(Stored records)
┏━━

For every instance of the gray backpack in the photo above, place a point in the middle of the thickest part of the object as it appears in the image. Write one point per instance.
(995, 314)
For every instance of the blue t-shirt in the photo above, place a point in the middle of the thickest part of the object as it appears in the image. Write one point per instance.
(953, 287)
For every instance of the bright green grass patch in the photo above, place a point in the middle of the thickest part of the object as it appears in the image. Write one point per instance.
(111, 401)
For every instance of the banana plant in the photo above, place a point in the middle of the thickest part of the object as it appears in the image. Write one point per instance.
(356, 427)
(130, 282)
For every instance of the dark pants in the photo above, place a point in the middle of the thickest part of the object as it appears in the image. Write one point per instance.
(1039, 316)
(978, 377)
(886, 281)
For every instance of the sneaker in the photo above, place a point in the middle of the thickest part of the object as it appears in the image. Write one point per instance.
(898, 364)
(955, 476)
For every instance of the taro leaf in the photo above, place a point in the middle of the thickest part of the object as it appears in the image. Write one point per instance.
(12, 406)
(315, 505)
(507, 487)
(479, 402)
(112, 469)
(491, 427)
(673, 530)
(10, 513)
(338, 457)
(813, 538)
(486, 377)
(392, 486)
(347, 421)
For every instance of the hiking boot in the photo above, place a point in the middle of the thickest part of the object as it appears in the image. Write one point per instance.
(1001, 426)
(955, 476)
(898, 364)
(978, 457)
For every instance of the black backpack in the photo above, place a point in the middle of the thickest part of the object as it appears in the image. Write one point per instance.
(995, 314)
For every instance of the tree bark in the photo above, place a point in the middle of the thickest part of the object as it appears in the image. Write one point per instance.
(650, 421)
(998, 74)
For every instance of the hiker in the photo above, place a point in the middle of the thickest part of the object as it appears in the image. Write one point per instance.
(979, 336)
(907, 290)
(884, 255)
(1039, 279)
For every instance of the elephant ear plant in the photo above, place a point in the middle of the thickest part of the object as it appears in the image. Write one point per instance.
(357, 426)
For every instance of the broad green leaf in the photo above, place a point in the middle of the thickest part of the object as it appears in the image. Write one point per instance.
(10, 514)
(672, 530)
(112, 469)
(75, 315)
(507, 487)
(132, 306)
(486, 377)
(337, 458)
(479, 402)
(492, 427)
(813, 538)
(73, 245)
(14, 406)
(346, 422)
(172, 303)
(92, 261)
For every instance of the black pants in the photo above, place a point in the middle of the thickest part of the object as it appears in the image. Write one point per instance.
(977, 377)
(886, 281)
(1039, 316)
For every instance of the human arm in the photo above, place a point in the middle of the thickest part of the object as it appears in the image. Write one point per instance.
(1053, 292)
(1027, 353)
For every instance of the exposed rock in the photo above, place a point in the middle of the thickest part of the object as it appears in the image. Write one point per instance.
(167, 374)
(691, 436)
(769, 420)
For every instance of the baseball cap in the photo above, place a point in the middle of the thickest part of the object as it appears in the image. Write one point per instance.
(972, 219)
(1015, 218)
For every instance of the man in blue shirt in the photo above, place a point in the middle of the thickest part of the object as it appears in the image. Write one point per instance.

┗━━

Repeat the material above exactly.

For every instance of the gray backpack in the photo above, place a point in the middle of the thickest part of the object as it appears in the image. Write one point per instance.
(995, 314)
For every instance of the blue t-shirt in the photo above, place a point in the middle of the thickest part of the object as it appears in the image. Write one point per instance.
(953, 287)
For every instance of the bright green grass patch in the photo above, place a point in the middle of the thickest part of the object as it appears in the image. Write one point per instance.
(111, 401)
For every instance of the banana plant in the photo above, place a point in the middle of the thickest part of the object as it appears in the image. Write one point per instance.
(356, 427)
(130, 282)
For every instance of the dark pants in the photo above, place a point in the middle of the thickest part of the object as it appears in the image. Write one point per instance.
(1039, 316)
(978, 377)
(886, 281)
For every instance of the sneaker in the photo above, place a point in the middle of the thickest part of the object as it appears in the image. Write one point per instance.
(898, 364)
(955, 476)
For every instance of the taro leaf in the photo above, place a point in the middle of the thickest part of the object as it appears in the image. Write one point per instance.
(12, 406)
(315, 505)
(507, 487)
(479, 402)
(112, 469)
(491, 427)
(673, 530)
(10, 513)
(338, 457)
(813, 538)
(486, 377)
(392, 486)
(347, 421)
For every instance of the hiking boot in the photo above, place a point in the middle of the thickest part of the object as it appears in the image. Write one point per instance.
(1001, 426)
(955, 476)
(898, 364)
(978, 457)
For every instance of the black backpack in the photo above, place a point in the middle of the thickest part of the object as it appears in the image. Write one point per instance.
(995, 314)
For every instance of the tree bark in the photo above, place a point in the middle of the thickest part of the object as it appears in the image. Write one point per instance.
(650, 421)
(998, 74)
For every instance of the hiker in the photo above, place a point in the middle of the thickest part of the object as it appears in the image. Write one point per instance.
(979, 336)
(907, 290)
(884, 255)
(1039, 279)
For every instance of the elephant ear plant in the photo above, place a point in the middle of the thickest part of the object as it appears in the image. Write one point per instance.
(357, 426)
For every instance of the broad green leaf in the photo above, place a point in the middle of the thickest part of the object as it appears in the image. Write one point per instance.
(10, 514)
(672, 530)
(112, 469)
(75, 315)
(507, 487)
(132, 306)
(486, 377)
(337, 458)
(479, 402)
(492, 427)
(813, 538)
(73, 245)
(14, 406)
(346, 422)
(172, 303)
(92, 261)
For every instance of the black pants in the photo above, place a point in the middle of the thickest part of the object as it appears in the image. Write one point per instance.
(977, 377)
(886, 281)
(1039, 316)
For every instance of the human arm in the photo above, place a point in the middle of the thickest part of the object as it appears in the image. Write one point per instance.
(1053, 292)
(1027, 353)
For every instance of the exposed rock in the photo above, place a point in the middle of the thickest part of the object as it appears in the image. Write one point per instance.
(167, 374)
(691, 436)
(769, 420)
For every instance of the baseball cap in the photo above, place a point in the middle of the thickest part of the object as it appears in the image. Write one point per instance.
(972, 219)
(1015, 218)
For every instance of the man in blue shirt in the photo above, place a point in the middle of the thickest part of the object as it appears in the image. Write one point per instance.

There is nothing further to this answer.